Lines to return, exactly: from the line with "Query: pair of blue fins" to the line with "[(68, 68), (81, 1), (62, 190), (5, 804)]" in the entries below, both included.

DATA EXCERPTS section start

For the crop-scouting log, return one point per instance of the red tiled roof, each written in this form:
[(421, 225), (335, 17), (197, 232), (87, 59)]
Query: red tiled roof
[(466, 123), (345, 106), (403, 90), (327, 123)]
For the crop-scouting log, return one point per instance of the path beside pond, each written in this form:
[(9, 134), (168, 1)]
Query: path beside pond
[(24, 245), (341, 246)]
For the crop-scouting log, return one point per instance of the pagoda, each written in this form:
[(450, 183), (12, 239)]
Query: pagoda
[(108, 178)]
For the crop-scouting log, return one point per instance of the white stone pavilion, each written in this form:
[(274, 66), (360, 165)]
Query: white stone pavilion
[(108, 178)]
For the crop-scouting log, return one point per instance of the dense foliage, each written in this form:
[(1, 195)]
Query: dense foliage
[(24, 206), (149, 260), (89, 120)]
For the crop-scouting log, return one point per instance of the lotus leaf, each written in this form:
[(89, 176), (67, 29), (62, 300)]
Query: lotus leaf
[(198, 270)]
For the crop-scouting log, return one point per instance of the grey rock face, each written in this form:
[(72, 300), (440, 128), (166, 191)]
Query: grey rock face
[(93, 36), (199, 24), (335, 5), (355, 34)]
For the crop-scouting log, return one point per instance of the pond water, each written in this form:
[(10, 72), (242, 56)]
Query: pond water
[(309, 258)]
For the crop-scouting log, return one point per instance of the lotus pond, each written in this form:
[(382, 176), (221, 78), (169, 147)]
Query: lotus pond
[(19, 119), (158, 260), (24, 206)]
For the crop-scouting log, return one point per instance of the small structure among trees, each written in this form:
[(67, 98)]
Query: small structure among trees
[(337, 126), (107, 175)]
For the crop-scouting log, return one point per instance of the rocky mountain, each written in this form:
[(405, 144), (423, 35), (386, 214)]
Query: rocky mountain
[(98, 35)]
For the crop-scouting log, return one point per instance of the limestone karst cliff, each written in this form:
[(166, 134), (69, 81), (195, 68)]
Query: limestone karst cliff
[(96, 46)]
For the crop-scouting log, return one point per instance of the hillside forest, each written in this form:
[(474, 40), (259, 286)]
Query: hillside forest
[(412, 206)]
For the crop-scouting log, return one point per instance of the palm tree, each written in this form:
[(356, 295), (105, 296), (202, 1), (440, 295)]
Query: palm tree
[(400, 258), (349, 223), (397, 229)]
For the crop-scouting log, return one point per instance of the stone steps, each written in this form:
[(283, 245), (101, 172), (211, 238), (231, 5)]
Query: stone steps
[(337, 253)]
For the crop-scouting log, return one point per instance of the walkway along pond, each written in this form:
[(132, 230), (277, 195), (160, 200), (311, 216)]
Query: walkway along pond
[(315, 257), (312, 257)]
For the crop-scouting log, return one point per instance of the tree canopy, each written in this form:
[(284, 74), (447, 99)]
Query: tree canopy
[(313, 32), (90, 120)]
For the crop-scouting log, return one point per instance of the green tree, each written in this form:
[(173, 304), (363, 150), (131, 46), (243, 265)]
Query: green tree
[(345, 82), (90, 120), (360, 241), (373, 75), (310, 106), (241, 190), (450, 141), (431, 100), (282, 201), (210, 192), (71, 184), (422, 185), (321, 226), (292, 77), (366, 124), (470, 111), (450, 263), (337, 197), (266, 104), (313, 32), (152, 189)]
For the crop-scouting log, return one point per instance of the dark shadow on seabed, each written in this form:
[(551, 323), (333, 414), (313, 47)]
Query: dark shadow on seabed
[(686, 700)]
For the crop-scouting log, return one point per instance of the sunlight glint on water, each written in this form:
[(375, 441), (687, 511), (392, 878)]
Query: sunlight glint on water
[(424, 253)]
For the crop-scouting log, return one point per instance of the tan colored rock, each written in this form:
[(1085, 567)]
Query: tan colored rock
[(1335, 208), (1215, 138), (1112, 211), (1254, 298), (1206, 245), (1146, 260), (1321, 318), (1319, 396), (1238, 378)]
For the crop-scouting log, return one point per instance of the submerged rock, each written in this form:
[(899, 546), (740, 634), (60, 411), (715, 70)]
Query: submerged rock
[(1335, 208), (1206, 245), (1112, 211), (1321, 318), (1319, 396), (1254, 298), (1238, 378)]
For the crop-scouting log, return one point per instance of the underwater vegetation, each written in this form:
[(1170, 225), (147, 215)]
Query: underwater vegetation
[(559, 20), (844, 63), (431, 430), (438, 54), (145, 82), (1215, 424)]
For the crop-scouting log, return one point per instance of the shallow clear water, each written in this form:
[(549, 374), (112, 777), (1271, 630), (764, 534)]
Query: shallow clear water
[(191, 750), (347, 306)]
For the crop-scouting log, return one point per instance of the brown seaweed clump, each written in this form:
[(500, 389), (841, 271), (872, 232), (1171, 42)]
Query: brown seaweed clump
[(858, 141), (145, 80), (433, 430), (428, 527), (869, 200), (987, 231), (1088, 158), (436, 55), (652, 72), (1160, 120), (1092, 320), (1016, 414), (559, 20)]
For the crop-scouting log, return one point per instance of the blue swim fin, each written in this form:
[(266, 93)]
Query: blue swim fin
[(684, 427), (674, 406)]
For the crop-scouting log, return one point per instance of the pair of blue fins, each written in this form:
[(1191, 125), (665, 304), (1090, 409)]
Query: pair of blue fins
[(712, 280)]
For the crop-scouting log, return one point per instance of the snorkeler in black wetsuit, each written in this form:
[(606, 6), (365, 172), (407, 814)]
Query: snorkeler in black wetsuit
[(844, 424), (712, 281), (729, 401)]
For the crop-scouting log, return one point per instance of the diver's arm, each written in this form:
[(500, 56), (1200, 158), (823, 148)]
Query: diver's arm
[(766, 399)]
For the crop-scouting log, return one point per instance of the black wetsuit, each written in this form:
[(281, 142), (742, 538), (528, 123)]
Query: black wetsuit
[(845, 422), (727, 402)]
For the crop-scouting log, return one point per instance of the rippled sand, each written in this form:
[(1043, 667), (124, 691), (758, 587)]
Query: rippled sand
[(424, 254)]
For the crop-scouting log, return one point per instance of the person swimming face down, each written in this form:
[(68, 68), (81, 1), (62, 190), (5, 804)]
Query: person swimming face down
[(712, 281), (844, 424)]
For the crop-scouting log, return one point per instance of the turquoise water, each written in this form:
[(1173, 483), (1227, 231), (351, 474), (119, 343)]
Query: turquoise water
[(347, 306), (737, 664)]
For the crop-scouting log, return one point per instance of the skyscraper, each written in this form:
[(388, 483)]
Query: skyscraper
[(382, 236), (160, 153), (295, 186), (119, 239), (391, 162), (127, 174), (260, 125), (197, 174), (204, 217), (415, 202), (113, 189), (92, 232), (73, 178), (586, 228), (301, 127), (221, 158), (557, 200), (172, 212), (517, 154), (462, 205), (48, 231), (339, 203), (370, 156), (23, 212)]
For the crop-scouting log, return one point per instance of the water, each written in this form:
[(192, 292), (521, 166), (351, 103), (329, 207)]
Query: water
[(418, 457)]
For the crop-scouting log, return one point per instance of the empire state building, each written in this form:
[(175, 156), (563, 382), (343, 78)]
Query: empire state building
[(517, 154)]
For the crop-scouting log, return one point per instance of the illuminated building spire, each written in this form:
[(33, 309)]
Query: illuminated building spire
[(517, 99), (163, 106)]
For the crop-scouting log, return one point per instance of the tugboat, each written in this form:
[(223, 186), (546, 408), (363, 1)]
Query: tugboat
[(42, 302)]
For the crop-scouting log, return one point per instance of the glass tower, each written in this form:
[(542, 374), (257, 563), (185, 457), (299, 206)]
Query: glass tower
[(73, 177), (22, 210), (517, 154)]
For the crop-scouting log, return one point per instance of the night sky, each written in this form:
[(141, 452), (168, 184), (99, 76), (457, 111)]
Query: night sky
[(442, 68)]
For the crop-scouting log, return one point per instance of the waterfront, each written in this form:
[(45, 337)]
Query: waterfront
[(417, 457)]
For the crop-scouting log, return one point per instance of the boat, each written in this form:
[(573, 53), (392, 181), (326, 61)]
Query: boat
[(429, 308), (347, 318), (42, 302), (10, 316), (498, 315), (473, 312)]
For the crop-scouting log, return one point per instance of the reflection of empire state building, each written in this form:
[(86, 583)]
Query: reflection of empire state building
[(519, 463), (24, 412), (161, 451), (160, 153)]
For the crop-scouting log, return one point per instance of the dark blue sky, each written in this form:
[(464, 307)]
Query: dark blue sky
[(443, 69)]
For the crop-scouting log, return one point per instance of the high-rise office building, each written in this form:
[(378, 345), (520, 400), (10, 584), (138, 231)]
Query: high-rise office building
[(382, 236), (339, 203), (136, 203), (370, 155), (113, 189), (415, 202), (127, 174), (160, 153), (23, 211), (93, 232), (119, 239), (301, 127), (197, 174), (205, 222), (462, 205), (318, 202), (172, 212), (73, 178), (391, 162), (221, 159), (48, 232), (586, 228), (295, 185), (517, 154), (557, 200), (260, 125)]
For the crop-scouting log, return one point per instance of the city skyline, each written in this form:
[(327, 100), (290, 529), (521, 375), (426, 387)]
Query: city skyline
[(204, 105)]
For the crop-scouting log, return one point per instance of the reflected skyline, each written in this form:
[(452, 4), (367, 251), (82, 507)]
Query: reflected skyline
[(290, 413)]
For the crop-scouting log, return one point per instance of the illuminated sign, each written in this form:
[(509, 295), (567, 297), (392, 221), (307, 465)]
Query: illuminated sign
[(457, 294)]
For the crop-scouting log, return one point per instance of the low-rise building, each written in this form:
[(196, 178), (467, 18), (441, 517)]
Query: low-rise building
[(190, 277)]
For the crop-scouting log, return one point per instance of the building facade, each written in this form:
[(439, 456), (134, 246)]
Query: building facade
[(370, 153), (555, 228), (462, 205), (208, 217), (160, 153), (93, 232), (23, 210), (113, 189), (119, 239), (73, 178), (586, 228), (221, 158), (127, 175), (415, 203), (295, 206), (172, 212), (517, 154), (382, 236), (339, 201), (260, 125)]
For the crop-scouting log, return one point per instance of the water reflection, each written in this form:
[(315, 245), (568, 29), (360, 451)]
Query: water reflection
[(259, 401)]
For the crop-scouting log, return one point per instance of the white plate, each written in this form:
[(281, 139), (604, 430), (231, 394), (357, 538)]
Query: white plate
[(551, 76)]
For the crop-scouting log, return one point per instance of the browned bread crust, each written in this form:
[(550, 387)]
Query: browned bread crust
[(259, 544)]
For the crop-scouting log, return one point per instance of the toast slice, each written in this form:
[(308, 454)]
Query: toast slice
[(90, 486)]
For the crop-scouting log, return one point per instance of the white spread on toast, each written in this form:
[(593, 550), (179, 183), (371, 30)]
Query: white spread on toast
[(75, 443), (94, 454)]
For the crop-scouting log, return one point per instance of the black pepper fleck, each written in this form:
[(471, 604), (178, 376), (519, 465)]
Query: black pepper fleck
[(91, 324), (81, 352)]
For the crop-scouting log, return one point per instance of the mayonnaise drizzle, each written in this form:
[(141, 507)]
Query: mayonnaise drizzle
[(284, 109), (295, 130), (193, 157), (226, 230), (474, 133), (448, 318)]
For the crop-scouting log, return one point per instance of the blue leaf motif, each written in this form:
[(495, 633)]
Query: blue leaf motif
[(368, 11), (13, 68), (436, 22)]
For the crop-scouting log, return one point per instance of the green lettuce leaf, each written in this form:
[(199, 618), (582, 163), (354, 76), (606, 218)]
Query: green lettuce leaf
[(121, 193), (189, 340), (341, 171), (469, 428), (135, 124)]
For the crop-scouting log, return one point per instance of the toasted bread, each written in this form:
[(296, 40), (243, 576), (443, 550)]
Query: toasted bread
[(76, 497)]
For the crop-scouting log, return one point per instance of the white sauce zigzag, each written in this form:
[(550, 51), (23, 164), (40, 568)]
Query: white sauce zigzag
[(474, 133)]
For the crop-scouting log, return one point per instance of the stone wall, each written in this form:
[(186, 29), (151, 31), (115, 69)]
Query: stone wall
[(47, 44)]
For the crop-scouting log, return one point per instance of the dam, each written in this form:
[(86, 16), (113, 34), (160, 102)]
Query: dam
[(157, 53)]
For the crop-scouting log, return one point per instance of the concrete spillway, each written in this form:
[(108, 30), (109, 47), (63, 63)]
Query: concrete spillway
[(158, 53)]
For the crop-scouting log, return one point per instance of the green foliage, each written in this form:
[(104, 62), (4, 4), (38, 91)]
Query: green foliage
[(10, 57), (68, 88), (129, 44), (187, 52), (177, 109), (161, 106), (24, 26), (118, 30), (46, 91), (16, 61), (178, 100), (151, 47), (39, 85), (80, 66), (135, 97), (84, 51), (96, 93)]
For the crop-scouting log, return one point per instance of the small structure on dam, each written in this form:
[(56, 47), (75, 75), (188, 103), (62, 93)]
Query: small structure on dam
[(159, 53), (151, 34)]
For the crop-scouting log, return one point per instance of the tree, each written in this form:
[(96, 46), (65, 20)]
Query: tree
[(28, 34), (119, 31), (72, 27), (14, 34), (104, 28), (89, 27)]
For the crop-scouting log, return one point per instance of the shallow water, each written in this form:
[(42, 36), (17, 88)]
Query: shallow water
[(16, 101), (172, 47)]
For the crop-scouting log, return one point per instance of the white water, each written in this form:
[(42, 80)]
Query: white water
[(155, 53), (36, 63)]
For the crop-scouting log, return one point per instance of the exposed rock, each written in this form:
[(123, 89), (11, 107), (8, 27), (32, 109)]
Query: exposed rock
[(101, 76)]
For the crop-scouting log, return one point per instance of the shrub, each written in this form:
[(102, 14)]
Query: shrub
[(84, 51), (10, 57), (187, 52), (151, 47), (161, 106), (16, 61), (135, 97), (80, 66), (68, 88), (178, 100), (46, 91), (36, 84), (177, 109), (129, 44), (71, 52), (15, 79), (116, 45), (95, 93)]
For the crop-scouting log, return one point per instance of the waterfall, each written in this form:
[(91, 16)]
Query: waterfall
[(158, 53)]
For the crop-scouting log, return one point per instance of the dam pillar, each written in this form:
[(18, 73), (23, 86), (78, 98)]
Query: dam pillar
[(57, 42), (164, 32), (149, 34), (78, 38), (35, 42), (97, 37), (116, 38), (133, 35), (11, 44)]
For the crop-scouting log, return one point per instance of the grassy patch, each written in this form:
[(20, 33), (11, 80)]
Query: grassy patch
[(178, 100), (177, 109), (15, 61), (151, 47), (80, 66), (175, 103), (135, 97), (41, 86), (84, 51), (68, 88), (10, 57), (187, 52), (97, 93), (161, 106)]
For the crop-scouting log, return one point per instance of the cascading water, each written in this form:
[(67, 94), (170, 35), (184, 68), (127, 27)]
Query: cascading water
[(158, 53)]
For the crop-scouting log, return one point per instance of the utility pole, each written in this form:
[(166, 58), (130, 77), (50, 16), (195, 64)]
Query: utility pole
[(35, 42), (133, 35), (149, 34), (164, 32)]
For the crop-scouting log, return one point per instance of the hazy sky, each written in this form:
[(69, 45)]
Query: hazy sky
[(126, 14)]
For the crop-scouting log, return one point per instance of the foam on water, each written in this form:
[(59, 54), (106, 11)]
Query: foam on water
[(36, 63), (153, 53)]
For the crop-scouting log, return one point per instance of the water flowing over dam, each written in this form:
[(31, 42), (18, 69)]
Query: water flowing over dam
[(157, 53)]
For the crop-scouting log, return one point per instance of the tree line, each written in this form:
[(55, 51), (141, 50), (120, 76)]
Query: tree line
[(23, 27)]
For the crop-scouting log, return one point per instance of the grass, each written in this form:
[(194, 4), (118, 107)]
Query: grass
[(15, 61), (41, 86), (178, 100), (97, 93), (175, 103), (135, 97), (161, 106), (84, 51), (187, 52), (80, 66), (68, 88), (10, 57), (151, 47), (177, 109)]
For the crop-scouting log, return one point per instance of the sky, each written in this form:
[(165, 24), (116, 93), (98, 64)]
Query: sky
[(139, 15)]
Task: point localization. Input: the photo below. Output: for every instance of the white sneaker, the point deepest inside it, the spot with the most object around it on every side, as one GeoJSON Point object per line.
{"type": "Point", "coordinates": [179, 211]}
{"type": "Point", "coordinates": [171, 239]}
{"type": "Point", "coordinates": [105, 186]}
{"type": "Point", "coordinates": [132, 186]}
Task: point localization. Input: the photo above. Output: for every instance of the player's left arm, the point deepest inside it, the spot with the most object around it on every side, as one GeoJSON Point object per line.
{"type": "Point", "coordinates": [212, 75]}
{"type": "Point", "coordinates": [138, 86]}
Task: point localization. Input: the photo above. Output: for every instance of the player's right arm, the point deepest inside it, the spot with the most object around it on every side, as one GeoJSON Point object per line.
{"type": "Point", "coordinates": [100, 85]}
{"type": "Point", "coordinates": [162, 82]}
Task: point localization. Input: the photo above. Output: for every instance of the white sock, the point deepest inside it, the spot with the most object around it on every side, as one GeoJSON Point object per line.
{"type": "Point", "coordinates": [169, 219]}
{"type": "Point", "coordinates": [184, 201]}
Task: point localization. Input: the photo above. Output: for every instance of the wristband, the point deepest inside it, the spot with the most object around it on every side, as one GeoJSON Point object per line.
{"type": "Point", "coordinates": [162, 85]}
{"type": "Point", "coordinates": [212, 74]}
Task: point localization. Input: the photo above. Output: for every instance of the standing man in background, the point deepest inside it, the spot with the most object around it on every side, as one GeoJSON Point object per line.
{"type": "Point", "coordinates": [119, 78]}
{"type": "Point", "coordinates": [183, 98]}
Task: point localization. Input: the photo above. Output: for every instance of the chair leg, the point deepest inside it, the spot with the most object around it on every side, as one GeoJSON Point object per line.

DATA EXCERPTS section end

EXPECTED ANSWER:
Query: pair of blue fins
[(712, 280)]
For the crop-scouting log, return one point per instance of the snorkeler in black wetsuit, each written in this form:
[(606, 6), (365, 172), (407, 814)]
Query: snorkeler in black wetsuit
[(844, 424), (712, 281), (729, 401)]
For the crop-scouting log, return one point per instance of the diver's arm, each written in this form:
[(500, 56), (1200, 158), (823, 148)]
Query: diver's arm
[(766, 399)]
For the crop-scouting log, return one point per instance of the black wetsuit, each written in this form:
[(281, 142), (742, 538), (528, 123)]
Query: black wetsuit
[(845, 422), (727, 402)]
For the crop-scouting log, return one point per instance of the rippled sand, each written in this form:
[(1043, 667), (124, 691), (758, 587)]
Query: rippled sand
[(424, 254)]
For the crop-scouting log, return one point per instance of the person swimming face down, each written in this form:
[(68, 68), (81, 1), (62, 190), (5, 804)]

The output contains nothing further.